=== Written instruction 1 ===
In the thread, how long did the stripes approach take on the entire APW sub-corpus?

=== Page ===
<<<<

Re: ItemSimilarityJob

Posted by Ted Dunning <te...@gmail.com>.
I am sympathetic with the goals of stripes and have not analyzed the
situation in detail.  Instead, I am simply reporting that at least one guy
with very deep knowledge of the Hadoop map-reduce framework felt that
similar results could be achieved without quite so much fanciness.

On Thu, Aug 12, 2010 at 1:06 PM, Gökhan Çapan <gk...@gmail.com> wrote:

> Hi Ted,
> Combining phase is also applicable to stripes approach (also in-mapper
> combining). The experiments I have remembered was from the paper, stripes
> approach produces larger intermediate key-value pairs before the combiners
> according to this experiment, though. Below is from the paper;
>
> "*Results demonstrate that the stripes approach is*
> *far more efficient than the pairs approach: 666 seconds*
> *(11m 6s) compared to 3758 seconds (62m 38s)*
> *for the entire APW sub-corpus (improvement by a*
> *factor of 5.7). On the entire sub-corpus, the mappers*
> *in the pairs approach generated 2.6 billion intermediate*
> *key-value pairs totally 31.2 GB. After the*
> *combiners, this was reduced to 1.1 billion key-value*
> *pairs, which roughly quantifies the amount of data*
> *involved in the shuffling and sorting of the keys. On*
> *the other hand, the mappers in the stripes approach*
> *generated 653 million intermediate key-value pairs*
> *totally 48.1 GB; after the combiners, only 28.8 million*
> *key-value pairs were left. The stripes approach*
> *provides more opportunities for combiners to aggregate*
> *intermediate results, thus greatly reducing network*
> *traffic in the sort and shuffle phase.*"
>
>
> On Thu, Aug 12, 2010 at 10:34 PM, Gökhan Çapan <gk...@gmail.com> wrote:
>
> > Hi Ted,
> >
> > I have seen some benchmark results between different versions of
> > co-occurrence computation, I will share them if I can find, today or
> > tomorrow.
> >
> >
> > On Thu, Aug 12, 2010 at 10:30 PM, Ted Dunning <ted.dunning@gmail.com
> >wrote:
> >
> >> Jimmy Lin's stripes work was presented at the last Summit and there was
> >> heated (well, warm and cordial at least) discussion with the Map-reduce
> >> committers about whether good use of a combiner wouldn't do just as
> well.

>>>>

=== Records to use ===

<<<<

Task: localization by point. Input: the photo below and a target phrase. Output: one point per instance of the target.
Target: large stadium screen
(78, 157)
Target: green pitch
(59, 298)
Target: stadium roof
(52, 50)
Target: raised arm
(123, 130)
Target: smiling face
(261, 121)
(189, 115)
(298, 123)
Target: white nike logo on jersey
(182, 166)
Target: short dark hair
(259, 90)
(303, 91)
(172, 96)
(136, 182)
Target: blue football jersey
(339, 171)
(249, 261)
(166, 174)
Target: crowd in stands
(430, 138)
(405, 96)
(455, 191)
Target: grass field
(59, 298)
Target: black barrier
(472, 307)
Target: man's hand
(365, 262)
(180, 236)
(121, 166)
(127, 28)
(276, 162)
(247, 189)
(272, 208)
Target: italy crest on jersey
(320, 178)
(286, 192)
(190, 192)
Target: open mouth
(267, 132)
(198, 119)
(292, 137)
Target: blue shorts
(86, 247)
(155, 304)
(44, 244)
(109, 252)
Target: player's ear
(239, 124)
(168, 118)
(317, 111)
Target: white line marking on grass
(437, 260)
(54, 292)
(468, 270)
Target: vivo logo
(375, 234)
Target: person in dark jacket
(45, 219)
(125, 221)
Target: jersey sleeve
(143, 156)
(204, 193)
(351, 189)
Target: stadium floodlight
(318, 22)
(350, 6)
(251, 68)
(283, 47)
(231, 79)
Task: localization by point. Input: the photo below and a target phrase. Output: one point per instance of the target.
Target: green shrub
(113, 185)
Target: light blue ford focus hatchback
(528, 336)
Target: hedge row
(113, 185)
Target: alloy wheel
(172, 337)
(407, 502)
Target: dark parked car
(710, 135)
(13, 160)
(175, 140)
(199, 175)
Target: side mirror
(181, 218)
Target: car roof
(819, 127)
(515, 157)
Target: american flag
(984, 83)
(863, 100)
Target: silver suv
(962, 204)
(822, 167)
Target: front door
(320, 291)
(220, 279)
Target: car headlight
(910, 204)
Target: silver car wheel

>>>>

=== Written instruction 2 ===
Swap "localization by point" for "point localization" everywhere it occurs in the records, and leave the rest unchanged.

=== Exercise result 1 ===
666 seconds (11m 6s)

=== Exercise result 2 ===
Task: point localization. Input: the photo below and a target phrase. Output: one point per instance of the target.
Target: large stadium screen
(78, 157)
Target: green pitch
(59, 298)
Target: stadium roof
(52, 50)
Target: raised arm
(123, 130)
Target: smiling face
(261, 121)
(189, 115)
(298, 123)
Target: white nike logo on jersey
(182, 166)
Target: short dark hair
(259, 90)
(303, 91)
(172, 96)
(136, 182)
Target: blue football jersey
(339, 171)
(249, 261)
(166, 174)
Target: crowd in stands
(430, 138)
(405, 96)
(455, 191)
Target: grass field
(59, 298)
Target: black barrier
(472, 307)
Target: man's hand
(365, 262)
(180, 236)
(121, 166)
(127, 28)
(276, 162)
(247, 189)
(272, 208)
Target: italy crest on jersey
(320, 178)
(286, 192)
(190, 192)
Target: open mouth
(267, 132)
(198, 119)
(292, 137)
Target: blue shorts
(86, 247)
(155, 304)
(44, 244)
(109, 252)
Target: player's ear
(239, 124)
(168, 118)
(317, 111)
Target: white line marking on grass
(437, 260)
(54, 292)
(468, 270)
Target: vivo logo
(375, 234)
Target: person in dark jacket
(45, 219)
(125, 221)
Target: jersey sleeve
(143, 156)
(204, 193)
(351, 189)
Target: stadium floodlight
(318, 22)
(350, 6)
(251, 68)
(283, 47)
(231, 79)
Task: point localization. Input: the photo below and a target phrase. Output: one point per instance of the target.
Target: green shrub
(113, 185)
Target: light blue ford focus hatchback
(528, 336)
Target: hedge row
(113, 185)
Target: alloy wheel
(172, 337)
(407, 502)
Target: dark parked car
(710, 135)
(13, 160)
(175, 140)
(199, 175)
Target: side mirror
(181, 218)
Target: car roof
(819, 127)
(515, 157)
Target: american flag
(984, 83)
(863, 100)
Target: silver suv
(962, 204)
(822, 167)
Target: front door
(320, 291)
(220, 279)
Target: car headlight
(910, 204)
Target: silver car wheel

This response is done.